- WHAT YOU SHOULD DO
Write out, word for word, the part of the Paris diary below between "My first evening" and "of our stay.", inclusive.

- PAGE EXTRACT
The West in general is in trouble, not just America. We are deep inside an experiment to rival anything the elites have ever tried before. Power is finally being taken from the people, although the word ‘democracy’ is still bandied about like some ceremonial costume still worn but which now means nothing. Money is being transferred in two ways: from the productive class to the non-productive, and from the successful northern hemisphere to the failed southern. An unassimilable and wholly alien culture is being imported, with dire consequences already and worse to follow. Economically, the West has maxed out all its credit cards, and is silently awaiting the coming fiscal collapse. I am reading Robert Spencer’s Complete Infidel’s Guide to Isis, a wonderful book called It Cannot Be Stormed, written in the 1920s by Ernst von Salomon and set in the farming communities of Germany whose demise fed straight into Weimar. Breakfast, I rather think.
I walked south, eventually. I have a total inability to use maps or remember directions. I think it may be to do with never having driven a car; drivers have a good sense of direction, I note. I went down to Place Stalingrad for an omelette, then meandered back to Montmartre up Rue Magenta. I have found my local supermarket for milk, coffee, yoghurt, juice, pastis, absinthe and other essentials. This is a heavily ethnicised area, and not of my ethnicity. I think I’ve seen it now, and will go further afield as the week progresses.
The city doesn’t feel occupied, but then it isn’t my city. I see that London Bridge has been evacuated in my absence. That is my city, and not far from my current little hidey-hole. I can’t see me staying in a city, though. Cities are beginning to wear me out; they are for the young. I need the sea, and peace and quiet, and a small, amusing dog, and no helicopters constantly blatting away overhead.
My first evening proper was spent in a charming, bijou restaurant, dining with a journalist I haven’t seen in thirty years. It was a wonderful evening, with a few surprises. Firstly, he is a devout Christian. Secondly, he is – like your humble scribe – Right-wing. We ate hare, as promised. James paid, a lovely gesture which I will reciprocate when he is next in London. My cab driver on the way back was Muslim, and seemed impressed that I knew the French word for Muslim. Mussulman, since you asked.
Next evening I dined with a wonderful New Jersey lady, and we have agreed to become travelling partners for the week of our stay.
The next morning, an extraordinary homosexual from the downstairs apartment minced up to tell me he has a leak into his flat. I saw the problem immediately, but refused to help. I am a visitor, and it is not my place. He huffed off like a chaffinch on a hot tin roof.
I have just purchased two vinyl albums from the second-hand shop in the street next to mine. Next by The Sensational Alex Harvey Band, and Even in the Quietest Moments by Supertramp. I really am beginning to like Paris. Will it turn to love? To dinner again tonight, with my American friend from the Eurostar, after seeing the lit Eiffel Tower.

- RECORDS PROVIDED

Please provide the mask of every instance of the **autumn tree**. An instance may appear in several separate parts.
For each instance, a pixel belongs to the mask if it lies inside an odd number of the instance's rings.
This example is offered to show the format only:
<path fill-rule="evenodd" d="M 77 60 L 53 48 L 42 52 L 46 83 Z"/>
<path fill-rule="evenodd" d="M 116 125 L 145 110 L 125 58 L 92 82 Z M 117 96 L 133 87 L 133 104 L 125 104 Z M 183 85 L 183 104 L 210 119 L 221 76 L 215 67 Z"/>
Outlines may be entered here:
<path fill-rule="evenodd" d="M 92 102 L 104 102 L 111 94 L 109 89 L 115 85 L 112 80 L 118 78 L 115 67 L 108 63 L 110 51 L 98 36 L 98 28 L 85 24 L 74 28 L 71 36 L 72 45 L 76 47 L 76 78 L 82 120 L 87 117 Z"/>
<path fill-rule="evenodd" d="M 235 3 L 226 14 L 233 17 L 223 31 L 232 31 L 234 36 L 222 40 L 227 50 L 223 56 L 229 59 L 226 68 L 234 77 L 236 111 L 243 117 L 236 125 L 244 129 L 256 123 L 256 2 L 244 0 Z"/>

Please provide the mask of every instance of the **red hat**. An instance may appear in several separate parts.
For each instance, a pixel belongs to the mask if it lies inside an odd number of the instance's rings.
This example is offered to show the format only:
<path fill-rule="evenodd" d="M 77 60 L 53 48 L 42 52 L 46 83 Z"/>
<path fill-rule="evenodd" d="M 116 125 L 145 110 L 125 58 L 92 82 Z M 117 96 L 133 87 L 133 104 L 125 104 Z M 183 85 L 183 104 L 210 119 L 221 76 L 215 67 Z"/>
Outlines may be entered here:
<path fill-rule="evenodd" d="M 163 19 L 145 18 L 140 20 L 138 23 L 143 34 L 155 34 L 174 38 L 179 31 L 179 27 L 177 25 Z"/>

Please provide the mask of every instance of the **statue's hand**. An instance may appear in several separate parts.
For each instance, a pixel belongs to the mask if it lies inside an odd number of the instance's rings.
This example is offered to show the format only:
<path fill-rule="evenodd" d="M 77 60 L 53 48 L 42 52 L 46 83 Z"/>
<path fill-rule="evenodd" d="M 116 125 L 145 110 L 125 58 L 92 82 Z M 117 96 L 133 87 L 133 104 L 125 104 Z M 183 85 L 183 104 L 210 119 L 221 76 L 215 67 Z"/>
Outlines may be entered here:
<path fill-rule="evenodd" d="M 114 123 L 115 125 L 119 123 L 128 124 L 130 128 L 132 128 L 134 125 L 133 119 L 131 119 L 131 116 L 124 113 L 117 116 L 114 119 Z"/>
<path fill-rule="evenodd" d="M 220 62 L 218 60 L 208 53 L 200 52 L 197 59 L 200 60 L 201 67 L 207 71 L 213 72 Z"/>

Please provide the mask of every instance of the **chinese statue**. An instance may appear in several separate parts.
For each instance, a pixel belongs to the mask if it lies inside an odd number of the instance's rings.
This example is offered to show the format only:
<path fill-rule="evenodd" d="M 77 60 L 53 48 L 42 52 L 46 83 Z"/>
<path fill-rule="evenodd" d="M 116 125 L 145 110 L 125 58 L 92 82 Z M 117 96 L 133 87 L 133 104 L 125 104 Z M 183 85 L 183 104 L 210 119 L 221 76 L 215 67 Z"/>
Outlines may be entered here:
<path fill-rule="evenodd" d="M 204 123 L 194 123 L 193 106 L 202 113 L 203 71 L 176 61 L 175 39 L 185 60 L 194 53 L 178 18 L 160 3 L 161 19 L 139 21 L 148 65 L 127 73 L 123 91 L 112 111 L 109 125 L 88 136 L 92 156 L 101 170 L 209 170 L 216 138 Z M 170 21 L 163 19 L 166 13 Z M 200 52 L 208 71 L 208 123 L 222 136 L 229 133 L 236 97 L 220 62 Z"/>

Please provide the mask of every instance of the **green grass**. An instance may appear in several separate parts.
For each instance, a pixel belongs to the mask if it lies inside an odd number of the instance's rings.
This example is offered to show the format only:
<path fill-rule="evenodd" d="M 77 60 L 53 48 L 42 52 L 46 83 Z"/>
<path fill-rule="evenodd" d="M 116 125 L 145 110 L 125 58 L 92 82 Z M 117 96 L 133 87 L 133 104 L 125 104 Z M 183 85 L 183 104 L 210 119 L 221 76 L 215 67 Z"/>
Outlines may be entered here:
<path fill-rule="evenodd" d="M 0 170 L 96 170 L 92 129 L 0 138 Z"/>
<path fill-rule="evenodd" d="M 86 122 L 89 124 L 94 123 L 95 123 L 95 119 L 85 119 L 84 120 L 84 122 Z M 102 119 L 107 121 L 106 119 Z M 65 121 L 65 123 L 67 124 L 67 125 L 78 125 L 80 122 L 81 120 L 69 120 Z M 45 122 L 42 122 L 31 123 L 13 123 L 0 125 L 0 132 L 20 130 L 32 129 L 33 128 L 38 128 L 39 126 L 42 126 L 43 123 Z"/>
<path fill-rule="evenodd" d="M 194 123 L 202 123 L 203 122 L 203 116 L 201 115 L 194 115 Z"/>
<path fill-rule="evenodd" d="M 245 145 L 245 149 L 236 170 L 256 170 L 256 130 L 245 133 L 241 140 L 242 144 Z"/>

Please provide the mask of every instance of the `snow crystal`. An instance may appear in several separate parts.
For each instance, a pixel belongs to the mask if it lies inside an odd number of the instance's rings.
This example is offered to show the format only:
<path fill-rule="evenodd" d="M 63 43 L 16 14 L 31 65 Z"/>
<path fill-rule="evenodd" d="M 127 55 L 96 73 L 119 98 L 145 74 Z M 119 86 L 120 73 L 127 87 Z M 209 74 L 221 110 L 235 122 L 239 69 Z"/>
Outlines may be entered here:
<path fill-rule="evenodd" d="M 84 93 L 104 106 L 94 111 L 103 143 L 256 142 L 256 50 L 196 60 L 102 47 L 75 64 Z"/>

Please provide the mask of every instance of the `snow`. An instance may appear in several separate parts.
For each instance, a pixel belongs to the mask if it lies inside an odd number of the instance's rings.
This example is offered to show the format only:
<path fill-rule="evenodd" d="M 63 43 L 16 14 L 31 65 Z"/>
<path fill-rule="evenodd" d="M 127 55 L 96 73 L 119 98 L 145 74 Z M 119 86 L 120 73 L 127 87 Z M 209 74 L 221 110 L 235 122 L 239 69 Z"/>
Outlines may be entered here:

- ANSWER FOR THIS EXERCISE
My first evening proper was spent in a charming, bijou restaurant, dining with a journalist I haven’t seen in thirty years. It was a wonderful evening, with a few surprises. Firstly, he is a devout Christian. Secondly, he is – like your humble scribe – Right-wing. We ate hare, as promised. James paid, a lovely gesture which I will reciprocate when he is next in London. My cab driver on the way back was Muslim, and seemed impressed that I knew the French word for Muslim. Mussulman, since you asked.
Next evening I dined with a wonderful New Jersey lady, and we have agreed to become travelling partners for the week of our stay.